**正文部分**
==*==

知行融创论坛第五期活动成功举办

时间：2025-09-24 分类：支部活动

基础软件与系统重点实验室党支部于2025年9月24日成功举办了“知行融创”论坛第五期活动。本次活动聚焦基础软件与系统领域的前沿研究，四位同志分享了他们在计算机视觉、人工智能安全、轨迹预测验证和硬件设计形式化方法等方面的最新成果，以下是报告的主要内容。

图为活动现场图片

李佳洺. SemARFlow: Injecting Semantics into Unsupervised Optical Flow Estimation for Autonomous Driving
Unsupervised optical flow estimation is especially hard near occlusions and motion boundaries and in low-texture regions. We show that additional information such as semantics and domain knowledge can help better constrain this problem. We introduce SemARFlow, an unsupervised optical flow network designed for autonomous driving data that takes estimated semantic segmentation masks as additional inputs. This additional information is injected into the encoder and into a learned upsampler that refines the flow output. In addition, a simple yet effective semantic augmentation module provides selfsupervision when learning flow and its boundaries for vehicles, poles, and sky. Together, these injections of semantic information improve the KITTI-2015 optical flow test error rate from 11.80% to 8.38%. We also show visible improvements around object boundaries as well as a greater ability to generalize across datasets. Code is available at https://github.com/duke-vision/ semantic-unsup-flow-release.

图中为李佳洺

程络. Shadowcast: Stealthy Data Poisoning Attacks against Vision-Language Models
Vision-Language Models (VLMs) excel in generating textual responses from visual inputs, but their versatility raises security concerns. This study takes the first step in exposing VLMs’ susceptibility to data poisoning attacks that can manipulate responses to innocuous, everyday prompts. We introduce Shadowcast, a stealthy data poisoning attack where poison samples are visually indistinguishable from benign images with matching texts. Shadowcast demonstrates effectiveness in two attack types. The first is a traditional Label Attack, tricking VLMs into misidentifying class labels, such as confusing Donald Trump for Joe Biden. The second is a novel Persuasion Attack, leveraging VLMs’ text generation capabilities to craft persuasive and seemingly rational narratives for misinformation, such as portraying junk food as healthy. We show that Shadowcast effectively achieves the attacker’s intentions using as few as 50 poison samples. Crucially, the poisoned samples demonstrate transferability across different VLM architectures, posing a significant concern in black-box settings. Moreover, Shadowcast remains potent under realistic conditions involving various text prompts, training data augmentation, and image compression techniques. This work reveals how poisoned VLMs can disseminate convincing yet deceptive misinformation to everyday, benign users, emphasizing the importance of data integrity for responsible VLM deployments. Our code is available at: https://github.com/umd-huang-lab/VLM-Poisoning.

==*==

**任务说明 1**
从列表中摘出所有含有字符串“case”的行，区分大小写。
这篇文章和列表彼此独立，毫无关联。

==*==

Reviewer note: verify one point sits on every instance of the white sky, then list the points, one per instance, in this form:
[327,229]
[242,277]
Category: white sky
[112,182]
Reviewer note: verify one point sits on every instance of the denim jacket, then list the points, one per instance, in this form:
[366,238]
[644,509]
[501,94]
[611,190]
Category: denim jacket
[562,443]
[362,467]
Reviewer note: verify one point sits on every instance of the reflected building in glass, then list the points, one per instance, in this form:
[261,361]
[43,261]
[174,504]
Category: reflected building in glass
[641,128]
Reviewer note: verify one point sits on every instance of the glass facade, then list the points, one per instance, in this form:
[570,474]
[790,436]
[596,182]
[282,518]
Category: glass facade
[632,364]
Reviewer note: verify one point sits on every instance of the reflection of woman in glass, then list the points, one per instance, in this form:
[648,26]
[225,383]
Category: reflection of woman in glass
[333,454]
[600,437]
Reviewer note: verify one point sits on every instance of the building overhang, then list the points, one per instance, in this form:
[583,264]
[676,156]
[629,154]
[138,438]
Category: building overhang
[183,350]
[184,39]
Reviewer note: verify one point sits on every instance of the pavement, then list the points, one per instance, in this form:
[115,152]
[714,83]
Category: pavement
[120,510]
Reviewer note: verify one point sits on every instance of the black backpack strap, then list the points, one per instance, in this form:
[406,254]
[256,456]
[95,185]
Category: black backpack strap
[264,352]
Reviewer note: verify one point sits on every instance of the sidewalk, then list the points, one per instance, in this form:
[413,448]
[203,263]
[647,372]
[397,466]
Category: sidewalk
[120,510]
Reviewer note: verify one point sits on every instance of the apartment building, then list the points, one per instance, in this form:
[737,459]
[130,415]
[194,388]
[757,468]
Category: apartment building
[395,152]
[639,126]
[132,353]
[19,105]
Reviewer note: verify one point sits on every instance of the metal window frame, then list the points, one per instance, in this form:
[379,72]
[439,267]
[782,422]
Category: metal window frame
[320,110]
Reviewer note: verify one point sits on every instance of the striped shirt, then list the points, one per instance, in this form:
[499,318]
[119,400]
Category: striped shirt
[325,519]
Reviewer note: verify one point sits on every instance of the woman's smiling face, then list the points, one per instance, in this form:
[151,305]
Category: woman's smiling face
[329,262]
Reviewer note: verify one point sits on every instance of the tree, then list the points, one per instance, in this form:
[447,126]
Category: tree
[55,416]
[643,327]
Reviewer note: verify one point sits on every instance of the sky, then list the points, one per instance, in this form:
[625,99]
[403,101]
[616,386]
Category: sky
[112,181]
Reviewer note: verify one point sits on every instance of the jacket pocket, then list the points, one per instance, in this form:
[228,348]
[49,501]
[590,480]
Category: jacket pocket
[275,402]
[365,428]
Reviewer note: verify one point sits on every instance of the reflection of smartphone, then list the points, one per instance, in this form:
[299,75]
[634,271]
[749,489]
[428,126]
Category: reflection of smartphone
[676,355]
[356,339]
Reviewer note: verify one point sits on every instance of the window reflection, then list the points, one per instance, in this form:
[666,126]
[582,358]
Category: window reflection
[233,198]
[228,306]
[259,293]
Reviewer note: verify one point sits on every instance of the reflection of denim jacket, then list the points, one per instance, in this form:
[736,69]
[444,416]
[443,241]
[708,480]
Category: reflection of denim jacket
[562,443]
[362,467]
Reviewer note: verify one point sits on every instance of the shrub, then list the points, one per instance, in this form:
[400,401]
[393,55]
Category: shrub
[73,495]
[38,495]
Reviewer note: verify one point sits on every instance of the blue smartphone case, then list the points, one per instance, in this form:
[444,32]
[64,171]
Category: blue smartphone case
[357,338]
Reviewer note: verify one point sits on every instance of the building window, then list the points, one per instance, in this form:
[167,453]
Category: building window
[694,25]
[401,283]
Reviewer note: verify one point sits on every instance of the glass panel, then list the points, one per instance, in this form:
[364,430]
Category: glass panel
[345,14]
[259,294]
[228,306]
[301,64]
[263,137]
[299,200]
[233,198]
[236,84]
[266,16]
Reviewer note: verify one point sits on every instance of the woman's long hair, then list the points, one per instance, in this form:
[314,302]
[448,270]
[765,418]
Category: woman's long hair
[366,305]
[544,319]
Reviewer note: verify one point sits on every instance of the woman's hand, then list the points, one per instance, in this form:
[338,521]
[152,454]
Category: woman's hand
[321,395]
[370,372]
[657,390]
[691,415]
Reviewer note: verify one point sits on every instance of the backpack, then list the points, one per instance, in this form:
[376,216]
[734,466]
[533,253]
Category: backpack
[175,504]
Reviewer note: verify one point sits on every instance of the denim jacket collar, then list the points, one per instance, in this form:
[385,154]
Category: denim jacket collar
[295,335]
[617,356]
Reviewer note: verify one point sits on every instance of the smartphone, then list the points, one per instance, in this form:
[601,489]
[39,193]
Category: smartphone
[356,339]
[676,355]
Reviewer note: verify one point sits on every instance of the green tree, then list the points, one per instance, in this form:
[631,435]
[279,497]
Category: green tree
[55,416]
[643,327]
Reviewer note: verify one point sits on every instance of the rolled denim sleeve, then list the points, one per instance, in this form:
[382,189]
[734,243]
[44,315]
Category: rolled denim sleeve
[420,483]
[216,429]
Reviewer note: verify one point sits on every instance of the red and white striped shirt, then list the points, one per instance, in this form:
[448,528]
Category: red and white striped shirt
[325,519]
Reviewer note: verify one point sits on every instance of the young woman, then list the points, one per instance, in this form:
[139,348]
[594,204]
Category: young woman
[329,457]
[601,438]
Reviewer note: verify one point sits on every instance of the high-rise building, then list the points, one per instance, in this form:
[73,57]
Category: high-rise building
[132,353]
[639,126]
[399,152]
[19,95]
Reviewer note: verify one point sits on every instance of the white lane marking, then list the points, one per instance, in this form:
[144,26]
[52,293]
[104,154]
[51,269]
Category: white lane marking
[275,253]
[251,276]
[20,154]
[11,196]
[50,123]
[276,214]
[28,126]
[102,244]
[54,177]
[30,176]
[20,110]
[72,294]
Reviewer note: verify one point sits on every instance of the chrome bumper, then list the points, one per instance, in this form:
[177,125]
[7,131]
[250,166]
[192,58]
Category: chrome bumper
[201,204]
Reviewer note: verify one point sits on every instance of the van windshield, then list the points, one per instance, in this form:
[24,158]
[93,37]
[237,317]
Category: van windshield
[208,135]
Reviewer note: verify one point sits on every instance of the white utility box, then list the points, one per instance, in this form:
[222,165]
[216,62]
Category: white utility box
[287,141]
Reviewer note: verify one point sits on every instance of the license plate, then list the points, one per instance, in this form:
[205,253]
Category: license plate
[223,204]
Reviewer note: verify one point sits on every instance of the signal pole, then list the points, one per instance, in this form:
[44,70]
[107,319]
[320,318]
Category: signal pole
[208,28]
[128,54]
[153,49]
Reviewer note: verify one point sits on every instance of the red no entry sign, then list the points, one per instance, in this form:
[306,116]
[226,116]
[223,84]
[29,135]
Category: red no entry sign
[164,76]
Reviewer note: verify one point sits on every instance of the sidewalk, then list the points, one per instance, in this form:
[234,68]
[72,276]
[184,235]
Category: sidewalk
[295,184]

==*==

**任务说明 2**
把文章从“知行融创论坛第五期活动成功举办”到“成果，以下是报告的主要内容。”的部分重写一遍，并将其中的“论坛”修改为“讲坛”。

**练习作答 1**
Reviewer note: verify one point sits on every instance of the blue smartphone case, then list the points, one per instance, in this form:
Category: blue smartphone case

**练习作答 2**
知行融创讲坛第五期活动成功举办

时间：2025-09-24 分类：支部活动

基础软件与系统重点实验室党支部于2025年9月24日成功举办了“知行融创”讲坛第五期活动。本次活动聚焦基础软件与系统领域的前沿研究，四位同志分享了他们在计算机视觉、人工智能安全、轨迹预测验证和硬件设计形式化方法等方面的最新成果，以下是报告的主要内容。